Passage given:
+ + + + +
The luxury penthouse apartment in the Mayfair mansion where Jeeves and Wooster novelist P.G. Wodehouse once lived and wrote some of his classic comic works is now available to buy or rent through leading Mayfair agents Wetherell. This grand, blue plaque townhouse served as the famous writer’s sanctuary and literary salon during some of his most successful years between 1927 and 1934. The author’s nephew Patrick described the house as ‘homely and warm, with a dotty Edwardian flavour just like the books Uncle Plum spent all his time writing.’
Available for sale at £6.95m or to rent for £3,000 per week through Wetherell, this superb Mayfair penthouse apartment possesses refurbished ultra-modern interiors and includes two bedrooms, two bathrooms, a reception and a spectacular roof terrace.
The Grade II listed Neo-Baroque townhouse was designed by Victorian architect Sidney M. J. Smith and finished in 1897. Once a single grand home in the age of the great houses, it was a royal residence from 1920 when it housed Alexander Mountbatten (1886-1960), 1st Marquess of Carisbrooke, grandson of Queen Victoria and relative of Louis Mountbatten and Prince Philip. Its status as one of just 933 blue plaque houses in London, however, comes from the enduring fame of P.G. Wodehouse.
+ + + + +
Coordinate annotation rows:
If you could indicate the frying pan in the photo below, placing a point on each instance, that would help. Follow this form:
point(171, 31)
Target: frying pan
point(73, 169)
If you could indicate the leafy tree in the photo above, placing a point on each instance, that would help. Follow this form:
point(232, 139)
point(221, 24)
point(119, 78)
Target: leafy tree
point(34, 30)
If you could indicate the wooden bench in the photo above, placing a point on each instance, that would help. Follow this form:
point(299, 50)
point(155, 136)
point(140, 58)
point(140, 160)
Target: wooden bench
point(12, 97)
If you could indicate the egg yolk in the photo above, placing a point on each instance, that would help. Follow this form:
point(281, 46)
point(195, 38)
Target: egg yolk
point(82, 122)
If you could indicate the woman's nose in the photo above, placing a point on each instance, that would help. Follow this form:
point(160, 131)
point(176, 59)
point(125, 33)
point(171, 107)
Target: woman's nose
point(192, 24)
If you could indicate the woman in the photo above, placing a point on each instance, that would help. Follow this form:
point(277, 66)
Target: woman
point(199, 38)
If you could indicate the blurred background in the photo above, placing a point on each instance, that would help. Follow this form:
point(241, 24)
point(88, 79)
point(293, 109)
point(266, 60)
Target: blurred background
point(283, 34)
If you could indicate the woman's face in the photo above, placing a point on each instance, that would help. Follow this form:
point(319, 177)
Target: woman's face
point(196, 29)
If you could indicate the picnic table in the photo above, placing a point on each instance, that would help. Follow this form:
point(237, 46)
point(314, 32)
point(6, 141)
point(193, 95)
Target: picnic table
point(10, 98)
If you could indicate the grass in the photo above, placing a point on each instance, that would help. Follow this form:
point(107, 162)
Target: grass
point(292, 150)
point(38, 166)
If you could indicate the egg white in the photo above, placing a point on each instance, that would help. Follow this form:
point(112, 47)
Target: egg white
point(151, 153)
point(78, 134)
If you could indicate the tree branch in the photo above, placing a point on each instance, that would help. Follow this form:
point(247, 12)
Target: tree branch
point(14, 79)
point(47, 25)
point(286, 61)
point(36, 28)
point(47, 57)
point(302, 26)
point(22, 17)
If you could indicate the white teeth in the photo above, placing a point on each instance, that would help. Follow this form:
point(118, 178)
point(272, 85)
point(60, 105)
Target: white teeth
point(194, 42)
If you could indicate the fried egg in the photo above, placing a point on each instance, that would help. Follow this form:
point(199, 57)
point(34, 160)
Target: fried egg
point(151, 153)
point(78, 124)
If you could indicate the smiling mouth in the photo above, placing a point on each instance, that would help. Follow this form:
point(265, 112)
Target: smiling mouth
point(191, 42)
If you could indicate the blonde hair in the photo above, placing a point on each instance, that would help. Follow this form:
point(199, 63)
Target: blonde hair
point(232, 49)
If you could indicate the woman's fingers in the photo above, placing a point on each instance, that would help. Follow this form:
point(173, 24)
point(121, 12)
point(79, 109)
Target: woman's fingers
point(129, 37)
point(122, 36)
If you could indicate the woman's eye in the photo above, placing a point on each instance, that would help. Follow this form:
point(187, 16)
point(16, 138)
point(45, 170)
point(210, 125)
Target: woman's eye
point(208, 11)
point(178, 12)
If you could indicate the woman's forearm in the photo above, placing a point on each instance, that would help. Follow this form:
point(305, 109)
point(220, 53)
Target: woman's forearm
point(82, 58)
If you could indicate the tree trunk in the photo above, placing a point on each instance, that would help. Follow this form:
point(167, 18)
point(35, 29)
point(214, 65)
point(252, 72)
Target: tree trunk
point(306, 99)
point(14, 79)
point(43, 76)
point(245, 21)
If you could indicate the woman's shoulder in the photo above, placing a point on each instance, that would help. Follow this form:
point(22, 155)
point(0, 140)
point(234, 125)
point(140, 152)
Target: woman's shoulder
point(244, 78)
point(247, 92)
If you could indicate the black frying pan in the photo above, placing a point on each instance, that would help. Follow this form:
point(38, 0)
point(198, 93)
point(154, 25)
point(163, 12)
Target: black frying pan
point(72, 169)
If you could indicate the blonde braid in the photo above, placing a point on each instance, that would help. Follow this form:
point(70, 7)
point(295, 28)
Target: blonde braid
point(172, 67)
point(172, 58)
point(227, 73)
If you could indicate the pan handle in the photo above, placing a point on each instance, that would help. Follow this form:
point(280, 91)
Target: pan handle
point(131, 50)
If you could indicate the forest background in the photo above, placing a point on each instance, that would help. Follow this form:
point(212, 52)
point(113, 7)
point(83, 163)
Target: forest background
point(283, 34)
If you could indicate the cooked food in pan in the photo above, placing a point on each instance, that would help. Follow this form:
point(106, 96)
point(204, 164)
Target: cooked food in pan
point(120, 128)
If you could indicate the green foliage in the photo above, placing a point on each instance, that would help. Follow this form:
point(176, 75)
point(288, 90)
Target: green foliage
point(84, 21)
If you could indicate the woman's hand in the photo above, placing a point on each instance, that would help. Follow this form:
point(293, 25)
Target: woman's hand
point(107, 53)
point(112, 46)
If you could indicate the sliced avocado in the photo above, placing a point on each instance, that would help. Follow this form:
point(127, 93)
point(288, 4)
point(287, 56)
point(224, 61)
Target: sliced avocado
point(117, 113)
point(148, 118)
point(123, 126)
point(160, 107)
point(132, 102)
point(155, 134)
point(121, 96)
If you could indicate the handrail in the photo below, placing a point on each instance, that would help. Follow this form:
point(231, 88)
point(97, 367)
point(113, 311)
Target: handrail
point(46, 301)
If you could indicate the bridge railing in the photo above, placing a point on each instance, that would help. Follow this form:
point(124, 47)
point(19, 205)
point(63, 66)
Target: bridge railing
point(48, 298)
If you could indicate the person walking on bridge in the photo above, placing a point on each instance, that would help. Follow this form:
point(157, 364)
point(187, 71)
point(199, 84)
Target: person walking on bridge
+ + + + +
Problems:
A. According to the passage on the Wodehouse penthouse, who designed the Neo-Baroque townhouse?
B. Print the passage on the Wodehouse penthouse from "The luxury penthouse" up to and including "spectacular roof terrace.".

Task-by-task solutions:
A. Victorian architect Sidney M. J. Smith.

B.
The luxury penthouse apartment in the Mayfair mansion where Jeeves and Wooster novelist P.G. Wodehouse once lived and wrote some of his classic comic works is now available to buy or rent through leading Mayfair agents Wetherell. This grand, blue plaque townhouse served as the famous writer’s sanctuary and literary salon during some of his most successful years between 1927 and 1934. The author’s nephew Patrick described the house as ‘homely and warm, with a dotty Edwardian flavour just like the books Uncle Plum spent all his time writing.’
Available for sale at £6.95m or to rent for £3,000 per week through Wetherell, this superb Mayfair penthouse apartment possesses refurbished ultra-modern interiors and includes two bedrooms, two bathrooms, a reception and a spectacular roof terrace.